WHAT YOU WILL DO: Reproduce the entries verbatim from their start through the line that contains "top-left (157, 192), bottom-right (180, 205)", including that line. Omit the pictures from your output.

[Bounding box annotation entries]
####

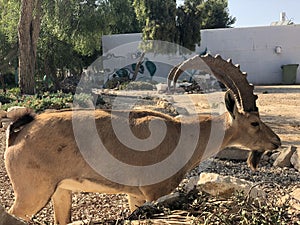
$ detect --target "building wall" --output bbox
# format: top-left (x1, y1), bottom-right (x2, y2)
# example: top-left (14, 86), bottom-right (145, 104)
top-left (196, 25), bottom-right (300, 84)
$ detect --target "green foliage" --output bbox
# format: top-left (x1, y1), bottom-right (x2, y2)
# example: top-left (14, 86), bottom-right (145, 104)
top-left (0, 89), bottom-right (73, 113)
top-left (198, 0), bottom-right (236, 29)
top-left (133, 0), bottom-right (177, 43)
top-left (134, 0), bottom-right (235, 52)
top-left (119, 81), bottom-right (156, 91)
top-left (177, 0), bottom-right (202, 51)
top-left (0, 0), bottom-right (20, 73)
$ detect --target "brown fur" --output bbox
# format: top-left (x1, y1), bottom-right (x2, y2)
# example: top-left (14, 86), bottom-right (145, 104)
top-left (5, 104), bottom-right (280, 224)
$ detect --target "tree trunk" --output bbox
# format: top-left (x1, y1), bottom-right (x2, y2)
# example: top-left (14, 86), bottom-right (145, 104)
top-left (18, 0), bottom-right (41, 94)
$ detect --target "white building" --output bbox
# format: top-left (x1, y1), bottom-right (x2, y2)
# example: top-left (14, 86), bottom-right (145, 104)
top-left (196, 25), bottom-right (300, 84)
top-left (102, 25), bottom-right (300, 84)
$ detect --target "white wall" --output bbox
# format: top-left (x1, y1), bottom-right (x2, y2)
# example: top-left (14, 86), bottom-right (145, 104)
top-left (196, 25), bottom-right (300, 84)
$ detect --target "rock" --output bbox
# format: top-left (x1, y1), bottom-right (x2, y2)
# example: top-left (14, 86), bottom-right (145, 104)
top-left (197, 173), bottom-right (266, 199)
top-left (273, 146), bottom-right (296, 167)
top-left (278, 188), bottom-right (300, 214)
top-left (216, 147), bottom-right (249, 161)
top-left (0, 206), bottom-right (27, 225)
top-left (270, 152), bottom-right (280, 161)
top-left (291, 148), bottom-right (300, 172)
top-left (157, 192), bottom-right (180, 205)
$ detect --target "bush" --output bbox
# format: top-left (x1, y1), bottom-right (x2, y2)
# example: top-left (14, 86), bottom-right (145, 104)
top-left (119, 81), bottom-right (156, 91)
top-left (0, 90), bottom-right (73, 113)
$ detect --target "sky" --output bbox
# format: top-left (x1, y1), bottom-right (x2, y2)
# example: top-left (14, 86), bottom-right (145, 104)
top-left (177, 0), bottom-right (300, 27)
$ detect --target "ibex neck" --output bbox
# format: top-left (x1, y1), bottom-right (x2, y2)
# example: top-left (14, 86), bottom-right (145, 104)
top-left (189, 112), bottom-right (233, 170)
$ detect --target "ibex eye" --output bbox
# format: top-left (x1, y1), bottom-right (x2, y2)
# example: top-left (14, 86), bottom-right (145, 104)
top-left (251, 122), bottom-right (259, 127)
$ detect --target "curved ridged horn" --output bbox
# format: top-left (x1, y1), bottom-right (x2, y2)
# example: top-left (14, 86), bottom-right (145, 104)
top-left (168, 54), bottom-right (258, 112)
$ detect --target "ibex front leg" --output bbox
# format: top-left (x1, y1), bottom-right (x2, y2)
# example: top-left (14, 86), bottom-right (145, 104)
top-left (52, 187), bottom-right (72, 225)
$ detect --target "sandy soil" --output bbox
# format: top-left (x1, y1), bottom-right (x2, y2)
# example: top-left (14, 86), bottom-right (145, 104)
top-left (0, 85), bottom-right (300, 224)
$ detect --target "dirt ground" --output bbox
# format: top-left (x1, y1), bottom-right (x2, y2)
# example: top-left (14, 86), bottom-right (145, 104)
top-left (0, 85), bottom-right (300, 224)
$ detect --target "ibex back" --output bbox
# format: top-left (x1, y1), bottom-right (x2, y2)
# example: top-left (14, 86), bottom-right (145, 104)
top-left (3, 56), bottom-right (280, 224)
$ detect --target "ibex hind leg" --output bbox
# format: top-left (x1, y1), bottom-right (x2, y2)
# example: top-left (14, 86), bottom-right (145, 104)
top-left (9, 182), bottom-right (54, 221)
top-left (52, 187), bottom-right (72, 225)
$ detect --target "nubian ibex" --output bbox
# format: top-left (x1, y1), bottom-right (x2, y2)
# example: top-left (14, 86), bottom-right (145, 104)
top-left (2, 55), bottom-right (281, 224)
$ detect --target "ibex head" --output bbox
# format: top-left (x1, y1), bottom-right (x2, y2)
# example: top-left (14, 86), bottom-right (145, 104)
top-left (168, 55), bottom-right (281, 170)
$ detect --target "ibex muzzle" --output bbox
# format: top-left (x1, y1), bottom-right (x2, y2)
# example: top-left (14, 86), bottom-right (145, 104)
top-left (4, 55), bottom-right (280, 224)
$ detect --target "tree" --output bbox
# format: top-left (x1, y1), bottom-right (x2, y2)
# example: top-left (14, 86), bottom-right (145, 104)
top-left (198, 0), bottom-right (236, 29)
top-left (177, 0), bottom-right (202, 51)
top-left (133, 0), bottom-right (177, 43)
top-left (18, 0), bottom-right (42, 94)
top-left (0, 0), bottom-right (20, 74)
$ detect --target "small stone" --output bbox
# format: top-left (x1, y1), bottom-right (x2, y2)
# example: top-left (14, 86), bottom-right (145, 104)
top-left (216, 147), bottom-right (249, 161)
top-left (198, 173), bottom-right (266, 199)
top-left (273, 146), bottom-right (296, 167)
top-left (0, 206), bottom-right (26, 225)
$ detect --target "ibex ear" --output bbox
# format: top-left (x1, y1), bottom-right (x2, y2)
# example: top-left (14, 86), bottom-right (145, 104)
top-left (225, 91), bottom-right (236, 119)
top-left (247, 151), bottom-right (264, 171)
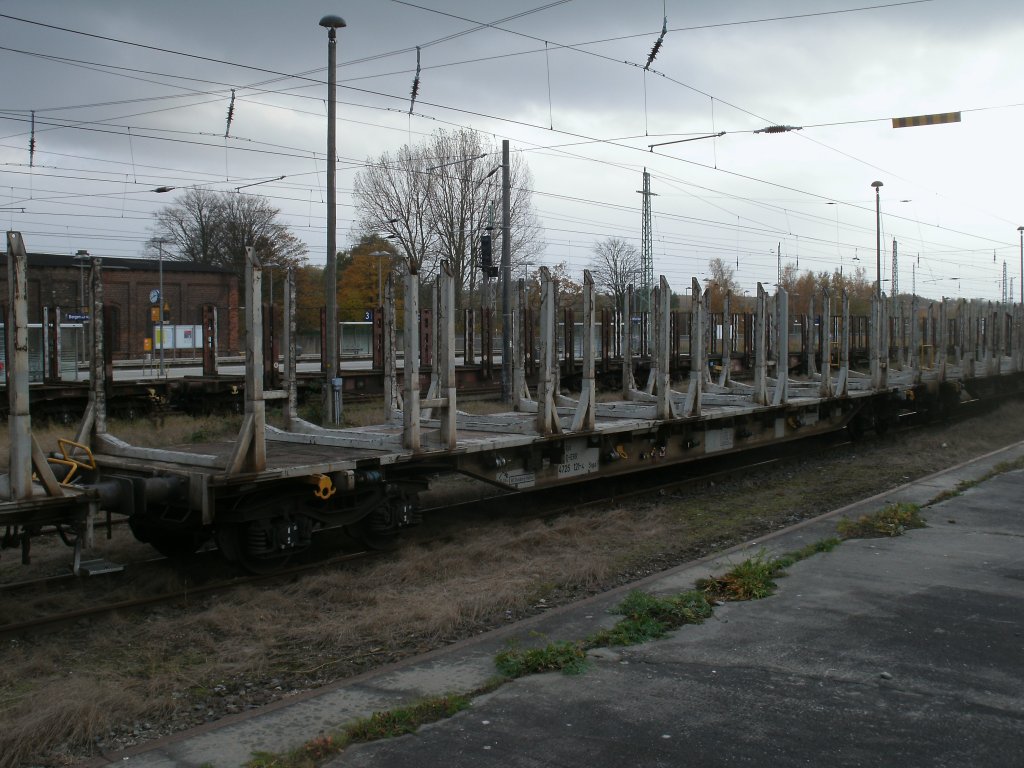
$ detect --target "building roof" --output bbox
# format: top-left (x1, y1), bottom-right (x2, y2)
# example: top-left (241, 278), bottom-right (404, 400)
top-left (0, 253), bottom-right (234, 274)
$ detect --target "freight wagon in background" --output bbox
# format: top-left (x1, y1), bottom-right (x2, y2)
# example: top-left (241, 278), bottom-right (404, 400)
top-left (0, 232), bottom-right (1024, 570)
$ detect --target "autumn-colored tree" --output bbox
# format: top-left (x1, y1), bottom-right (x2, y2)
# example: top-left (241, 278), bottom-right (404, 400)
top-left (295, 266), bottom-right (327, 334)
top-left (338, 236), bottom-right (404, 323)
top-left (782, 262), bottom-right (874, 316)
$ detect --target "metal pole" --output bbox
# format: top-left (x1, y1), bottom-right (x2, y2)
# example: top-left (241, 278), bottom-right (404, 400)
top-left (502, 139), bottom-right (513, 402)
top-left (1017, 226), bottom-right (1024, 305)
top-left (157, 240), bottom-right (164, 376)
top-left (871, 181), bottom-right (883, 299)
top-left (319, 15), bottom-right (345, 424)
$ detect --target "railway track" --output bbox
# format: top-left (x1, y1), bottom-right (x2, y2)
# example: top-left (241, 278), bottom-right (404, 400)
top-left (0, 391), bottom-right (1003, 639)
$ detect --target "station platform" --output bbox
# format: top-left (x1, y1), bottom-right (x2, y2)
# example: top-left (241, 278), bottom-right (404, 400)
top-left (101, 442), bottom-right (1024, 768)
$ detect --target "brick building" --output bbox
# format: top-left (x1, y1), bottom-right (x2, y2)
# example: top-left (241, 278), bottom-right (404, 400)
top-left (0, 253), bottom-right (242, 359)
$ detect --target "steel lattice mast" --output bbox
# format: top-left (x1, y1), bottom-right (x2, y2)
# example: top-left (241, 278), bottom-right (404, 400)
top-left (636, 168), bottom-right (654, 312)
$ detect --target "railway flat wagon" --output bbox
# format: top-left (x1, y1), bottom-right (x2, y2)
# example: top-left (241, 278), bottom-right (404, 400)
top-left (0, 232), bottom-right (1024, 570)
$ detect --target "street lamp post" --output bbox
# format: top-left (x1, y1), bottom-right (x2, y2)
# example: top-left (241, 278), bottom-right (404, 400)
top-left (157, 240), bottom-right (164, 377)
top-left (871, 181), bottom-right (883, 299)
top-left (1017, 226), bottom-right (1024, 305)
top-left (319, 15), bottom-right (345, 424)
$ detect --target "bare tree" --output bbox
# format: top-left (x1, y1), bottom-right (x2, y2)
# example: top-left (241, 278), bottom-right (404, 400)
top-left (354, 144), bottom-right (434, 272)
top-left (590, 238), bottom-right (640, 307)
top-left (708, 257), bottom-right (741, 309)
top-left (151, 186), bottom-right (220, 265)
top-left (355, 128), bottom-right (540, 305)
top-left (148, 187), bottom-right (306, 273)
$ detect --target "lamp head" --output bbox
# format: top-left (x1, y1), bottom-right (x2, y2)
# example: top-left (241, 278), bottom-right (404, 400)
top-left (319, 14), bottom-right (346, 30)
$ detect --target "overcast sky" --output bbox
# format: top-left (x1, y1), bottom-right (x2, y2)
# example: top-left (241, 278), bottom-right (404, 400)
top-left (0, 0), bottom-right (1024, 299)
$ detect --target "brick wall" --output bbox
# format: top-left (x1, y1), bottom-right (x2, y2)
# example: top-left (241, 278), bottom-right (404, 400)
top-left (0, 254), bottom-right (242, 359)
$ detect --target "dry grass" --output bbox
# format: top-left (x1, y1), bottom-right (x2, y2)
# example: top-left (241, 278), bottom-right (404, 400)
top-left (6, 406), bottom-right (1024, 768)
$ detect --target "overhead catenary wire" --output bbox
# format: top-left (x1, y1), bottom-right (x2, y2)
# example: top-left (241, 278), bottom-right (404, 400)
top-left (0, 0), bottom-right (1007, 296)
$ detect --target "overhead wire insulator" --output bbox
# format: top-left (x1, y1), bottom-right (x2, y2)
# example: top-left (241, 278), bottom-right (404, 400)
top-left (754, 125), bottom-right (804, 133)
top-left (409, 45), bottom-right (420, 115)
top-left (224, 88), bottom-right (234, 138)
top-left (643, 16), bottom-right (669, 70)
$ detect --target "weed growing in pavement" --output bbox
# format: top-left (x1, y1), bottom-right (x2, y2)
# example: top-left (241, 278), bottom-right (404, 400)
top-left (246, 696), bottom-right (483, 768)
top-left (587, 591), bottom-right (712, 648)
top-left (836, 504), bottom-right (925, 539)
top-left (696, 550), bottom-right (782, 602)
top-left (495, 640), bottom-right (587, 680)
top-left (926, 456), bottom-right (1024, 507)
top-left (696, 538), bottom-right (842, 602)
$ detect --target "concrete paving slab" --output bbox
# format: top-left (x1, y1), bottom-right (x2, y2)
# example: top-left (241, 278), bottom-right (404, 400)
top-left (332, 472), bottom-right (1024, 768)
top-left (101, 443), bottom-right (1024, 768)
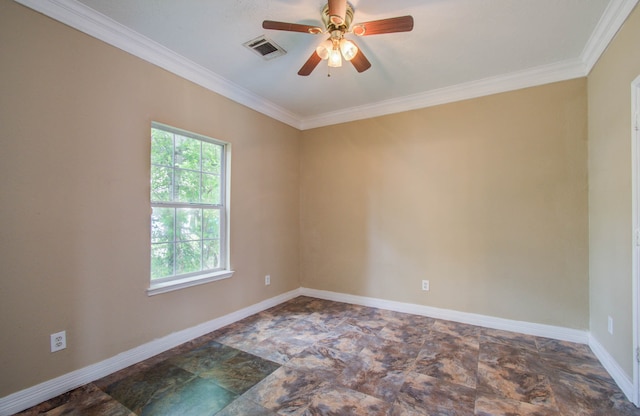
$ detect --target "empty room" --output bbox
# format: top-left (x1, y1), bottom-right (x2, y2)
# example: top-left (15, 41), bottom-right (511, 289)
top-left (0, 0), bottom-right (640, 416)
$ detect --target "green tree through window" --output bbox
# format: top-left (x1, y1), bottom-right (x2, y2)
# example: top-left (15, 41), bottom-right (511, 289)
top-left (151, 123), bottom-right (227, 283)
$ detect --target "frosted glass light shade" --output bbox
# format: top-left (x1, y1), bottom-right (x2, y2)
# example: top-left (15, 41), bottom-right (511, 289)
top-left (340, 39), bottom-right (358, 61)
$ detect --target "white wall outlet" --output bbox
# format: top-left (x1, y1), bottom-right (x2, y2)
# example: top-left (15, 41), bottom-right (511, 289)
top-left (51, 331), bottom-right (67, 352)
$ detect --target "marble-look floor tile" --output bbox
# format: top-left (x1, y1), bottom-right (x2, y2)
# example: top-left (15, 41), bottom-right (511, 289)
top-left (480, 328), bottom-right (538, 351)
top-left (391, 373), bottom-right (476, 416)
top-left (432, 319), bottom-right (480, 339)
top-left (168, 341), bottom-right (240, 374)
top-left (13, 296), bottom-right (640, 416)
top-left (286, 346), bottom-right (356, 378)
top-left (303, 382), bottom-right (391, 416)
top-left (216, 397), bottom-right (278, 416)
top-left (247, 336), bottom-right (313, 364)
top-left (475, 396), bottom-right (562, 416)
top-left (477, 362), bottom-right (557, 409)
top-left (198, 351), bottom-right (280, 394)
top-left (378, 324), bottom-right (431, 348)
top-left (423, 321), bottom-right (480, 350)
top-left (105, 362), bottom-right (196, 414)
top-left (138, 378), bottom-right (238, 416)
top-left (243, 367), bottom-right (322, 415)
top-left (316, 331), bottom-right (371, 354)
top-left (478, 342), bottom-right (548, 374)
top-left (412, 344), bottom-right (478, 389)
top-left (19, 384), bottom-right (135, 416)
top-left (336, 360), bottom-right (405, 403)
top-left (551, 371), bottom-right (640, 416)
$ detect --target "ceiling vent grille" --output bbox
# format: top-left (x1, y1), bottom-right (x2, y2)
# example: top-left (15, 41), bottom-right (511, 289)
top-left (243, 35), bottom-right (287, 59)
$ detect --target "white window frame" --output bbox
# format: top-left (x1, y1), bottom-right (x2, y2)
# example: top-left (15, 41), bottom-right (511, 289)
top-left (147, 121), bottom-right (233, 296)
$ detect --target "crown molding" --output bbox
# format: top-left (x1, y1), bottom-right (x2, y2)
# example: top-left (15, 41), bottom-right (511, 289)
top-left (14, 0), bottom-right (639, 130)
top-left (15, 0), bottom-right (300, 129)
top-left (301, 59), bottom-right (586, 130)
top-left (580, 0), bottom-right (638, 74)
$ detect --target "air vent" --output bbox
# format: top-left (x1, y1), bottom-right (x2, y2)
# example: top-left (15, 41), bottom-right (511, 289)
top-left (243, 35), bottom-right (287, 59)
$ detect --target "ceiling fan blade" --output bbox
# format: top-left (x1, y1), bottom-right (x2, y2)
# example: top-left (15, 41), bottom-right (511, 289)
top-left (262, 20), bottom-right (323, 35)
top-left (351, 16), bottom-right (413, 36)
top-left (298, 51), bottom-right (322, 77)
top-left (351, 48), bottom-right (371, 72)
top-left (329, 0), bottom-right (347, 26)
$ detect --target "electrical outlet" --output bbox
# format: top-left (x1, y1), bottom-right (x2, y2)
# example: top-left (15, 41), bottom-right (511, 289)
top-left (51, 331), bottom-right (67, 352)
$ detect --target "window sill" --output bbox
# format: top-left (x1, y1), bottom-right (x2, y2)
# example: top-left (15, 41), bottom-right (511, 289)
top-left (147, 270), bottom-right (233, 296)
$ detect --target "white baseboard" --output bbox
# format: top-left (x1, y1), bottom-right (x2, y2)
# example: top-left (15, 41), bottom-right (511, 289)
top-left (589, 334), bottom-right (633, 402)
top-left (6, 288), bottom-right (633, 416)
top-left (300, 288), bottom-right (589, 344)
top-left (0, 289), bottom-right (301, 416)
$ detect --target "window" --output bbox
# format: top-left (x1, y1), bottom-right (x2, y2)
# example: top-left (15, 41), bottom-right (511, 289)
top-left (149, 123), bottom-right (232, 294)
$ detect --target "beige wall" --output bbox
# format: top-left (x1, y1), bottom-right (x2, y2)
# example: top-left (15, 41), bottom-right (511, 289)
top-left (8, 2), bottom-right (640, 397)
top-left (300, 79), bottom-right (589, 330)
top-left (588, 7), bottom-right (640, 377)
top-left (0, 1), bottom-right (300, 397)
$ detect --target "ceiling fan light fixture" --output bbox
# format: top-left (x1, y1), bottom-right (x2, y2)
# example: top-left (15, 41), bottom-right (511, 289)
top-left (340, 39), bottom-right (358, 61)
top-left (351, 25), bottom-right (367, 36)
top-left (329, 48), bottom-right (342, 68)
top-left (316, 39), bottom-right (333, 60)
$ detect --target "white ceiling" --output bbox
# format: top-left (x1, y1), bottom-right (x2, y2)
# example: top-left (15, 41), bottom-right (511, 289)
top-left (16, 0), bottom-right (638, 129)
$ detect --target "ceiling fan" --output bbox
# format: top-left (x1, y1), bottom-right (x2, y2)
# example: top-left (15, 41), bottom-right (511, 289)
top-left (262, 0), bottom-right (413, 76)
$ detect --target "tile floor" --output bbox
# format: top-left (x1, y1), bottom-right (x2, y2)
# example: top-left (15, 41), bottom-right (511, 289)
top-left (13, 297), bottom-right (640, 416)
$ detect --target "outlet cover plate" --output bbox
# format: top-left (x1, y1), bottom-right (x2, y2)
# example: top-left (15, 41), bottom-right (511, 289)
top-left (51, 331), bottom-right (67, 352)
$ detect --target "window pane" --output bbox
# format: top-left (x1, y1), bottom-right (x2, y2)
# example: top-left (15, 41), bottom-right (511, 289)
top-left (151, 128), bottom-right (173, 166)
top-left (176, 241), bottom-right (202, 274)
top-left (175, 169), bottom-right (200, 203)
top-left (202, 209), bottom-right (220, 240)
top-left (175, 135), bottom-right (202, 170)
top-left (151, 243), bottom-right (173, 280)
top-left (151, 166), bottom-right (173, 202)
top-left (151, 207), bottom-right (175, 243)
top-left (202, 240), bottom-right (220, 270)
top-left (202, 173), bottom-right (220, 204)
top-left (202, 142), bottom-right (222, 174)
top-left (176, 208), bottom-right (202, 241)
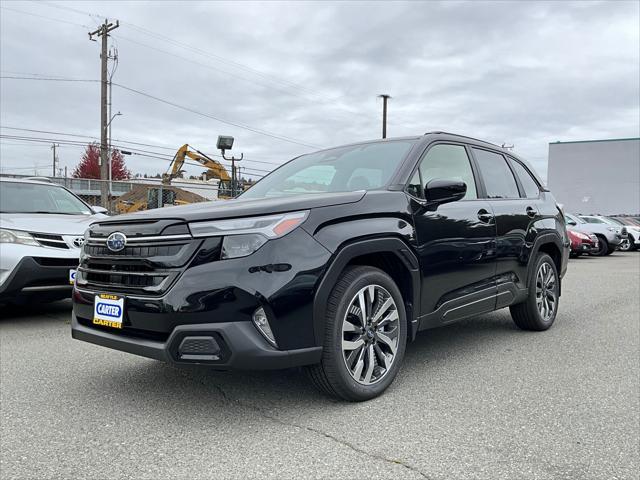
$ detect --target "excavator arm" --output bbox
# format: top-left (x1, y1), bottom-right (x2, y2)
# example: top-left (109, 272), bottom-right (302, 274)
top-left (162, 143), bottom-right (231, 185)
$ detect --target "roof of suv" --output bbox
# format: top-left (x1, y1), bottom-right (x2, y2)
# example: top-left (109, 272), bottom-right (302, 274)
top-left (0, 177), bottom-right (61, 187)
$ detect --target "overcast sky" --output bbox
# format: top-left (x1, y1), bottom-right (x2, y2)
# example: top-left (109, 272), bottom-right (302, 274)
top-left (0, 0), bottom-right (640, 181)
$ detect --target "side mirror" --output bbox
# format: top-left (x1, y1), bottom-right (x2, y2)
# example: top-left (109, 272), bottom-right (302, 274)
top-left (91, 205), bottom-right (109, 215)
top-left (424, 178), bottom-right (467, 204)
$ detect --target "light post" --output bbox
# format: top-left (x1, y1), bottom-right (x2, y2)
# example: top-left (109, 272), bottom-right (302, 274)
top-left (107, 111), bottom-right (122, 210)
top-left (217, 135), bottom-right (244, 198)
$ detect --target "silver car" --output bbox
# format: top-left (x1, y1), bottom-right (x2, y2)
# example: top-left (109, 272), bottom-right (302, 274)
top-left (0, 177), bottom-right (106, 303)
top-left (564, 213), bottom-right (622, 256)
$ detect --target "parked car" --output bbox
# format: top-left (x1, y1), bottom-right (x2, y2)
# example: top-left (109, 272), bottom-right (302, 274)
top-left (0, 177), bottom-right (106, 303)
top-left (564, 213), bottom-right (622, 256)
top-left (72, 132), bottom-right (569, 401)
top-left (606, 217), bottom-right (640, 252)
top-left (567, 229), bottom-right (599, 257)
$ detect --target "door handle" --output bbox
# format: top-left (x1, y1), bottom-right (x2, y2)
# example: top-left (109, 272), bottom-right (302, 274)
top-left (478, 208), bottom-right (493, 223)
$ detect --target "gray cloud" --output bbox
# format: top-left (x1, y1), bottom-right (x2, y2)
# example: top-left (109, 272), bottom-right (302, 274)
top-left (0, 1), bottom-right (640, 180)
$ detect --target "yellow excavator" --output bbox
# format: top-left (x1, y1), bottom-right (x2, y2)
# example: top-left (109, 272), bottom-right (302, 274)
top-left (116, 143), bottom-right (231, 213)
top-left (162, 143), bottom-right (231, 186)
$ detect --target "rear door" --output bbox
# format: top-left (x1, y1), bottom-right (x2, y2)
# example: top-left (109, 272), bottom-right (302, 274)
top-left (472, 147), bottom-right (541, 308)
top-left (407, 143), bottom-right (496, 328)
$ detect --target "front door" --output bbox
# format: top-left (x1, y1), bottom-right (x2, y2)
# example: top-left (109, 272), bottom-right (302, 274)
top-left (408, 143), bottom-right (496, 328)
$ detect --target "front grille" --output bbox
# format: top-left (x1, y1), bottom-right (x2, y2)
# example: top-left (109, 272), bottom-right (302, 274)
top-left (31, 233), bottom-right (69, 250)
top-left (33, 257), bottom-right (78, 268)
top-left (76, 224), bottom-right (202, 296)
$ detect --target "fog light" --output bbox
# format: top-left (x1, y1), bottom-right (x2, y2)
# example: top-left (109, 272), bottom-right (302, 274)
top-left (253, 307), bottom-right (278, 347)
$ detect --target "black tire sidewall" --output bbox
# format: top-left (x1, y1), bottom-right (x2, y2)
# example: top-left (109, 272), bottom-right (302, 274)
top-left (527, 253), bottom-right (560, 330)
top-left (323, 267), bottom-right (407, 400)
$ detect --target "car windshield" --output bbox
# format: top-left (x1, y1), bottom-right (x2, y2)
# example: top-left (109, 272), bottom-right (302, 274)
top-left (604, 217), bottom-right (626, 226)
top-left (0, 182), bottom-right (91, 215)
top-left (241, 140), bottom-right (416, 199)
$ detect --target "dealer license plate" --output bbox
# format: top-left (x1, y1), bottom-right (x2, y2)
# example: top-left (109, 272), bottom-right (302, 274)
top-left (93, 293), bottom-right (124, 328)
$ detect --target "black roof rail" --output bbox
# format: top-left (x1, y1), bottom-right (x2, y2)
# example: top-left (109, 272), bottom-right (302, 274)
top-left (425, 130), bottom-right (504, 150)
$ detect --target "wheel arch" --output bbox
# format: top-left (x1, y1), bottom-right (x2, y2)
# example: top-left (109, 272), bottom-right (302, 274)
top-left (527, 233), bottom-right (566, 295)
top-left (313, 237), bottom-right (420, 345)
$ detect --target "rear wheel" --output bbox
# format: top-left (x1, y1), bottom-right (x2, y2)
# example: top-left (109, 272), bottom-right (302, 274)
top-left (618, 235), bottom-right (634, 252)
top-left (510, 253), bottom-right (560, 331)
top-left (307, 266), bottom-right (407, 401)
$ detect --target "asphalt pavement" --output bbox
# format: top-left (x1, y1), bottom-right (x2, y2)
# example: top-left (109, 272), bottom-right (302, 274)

####

SOLVED EXERCISE:
$ detect --target "building wall" --output bbox
# format: top-left (x1, y1), bottom-right (x2, y2)
# example: top-left (14, 86), bottom-right (145, 104)
top-left (196, 25), bottom-right (300, 84)
$ detect --target "green foliage" --output bbox
# format: top-left (x1, y1), bottom-right (x2, y2)
# example: top-left (14, 86), bottom-right (145, 104)
top-left (0, 89), bottom-right (73, 113)
top-left (198, 0), bottom-right (236, 29)
top-left (133, 0), bottom-right (177, 43)
top-left (134, 0), bottom-right (235, 52)
top-left (119, 81), bottom-right (156, 91)
top-left (177, 0), bottom-right (202, 51)
top-left (0, 0), bottom-right (20, 73)
$ detect --target "brown fur" --output bbox
# format: top-left (x1, y1), bottom-right (x2, y2)
# example: top-left (14, 86), bottom-right (145, 104)
top-left (5, 104), bottom-right (280, 224)
$ detect --target "tree trunk" --output bbox
# format: top-left (x1, y1), bottom-right (x2, y2)
# example: top-left (14, 86), bottom-right (145, 104)
top-left (18, 0), bottom-right (41, 94)
$ detect --target "white building" --output bbox
# format: top-left (x1, y1), bottom-right (x2, y2)
# example: top-left (14, 86), bottom-right (145, 104)
top-left (196, 25), bottom-right (300, 84)
top-left (102, 25), bottom-right (300, 84)
$ detect --target "white wall" --output bbox
# format: top-left (x1, y1), bottom-right (x2, y2)
# example: top-left (14, 86), bottom-right (145, 104)
top-left (196, 25), bottom-right (300, 84)
$ detect --target "rock" --output bbox
# format: top-left (x1, y1), bottom-right (x2, y2)
# example: top-left (14, 86), bottom-right (145, 104)
top-left (197, 173), bottom-right (266, 199)
top-left (273, 146), bottom-right (296, 167)
top-left (278, 188), bottom-right (300, 214)
top-left (216, 147), bottom-right (249, 161)
top-left (0, 206), bottom-right (27, 225)
top-left (270, 152), bottom-right (280, 161)
top-left (291, 148), bottom-right (300, 172)
top-left (157, 192), bottom-right (180, 205)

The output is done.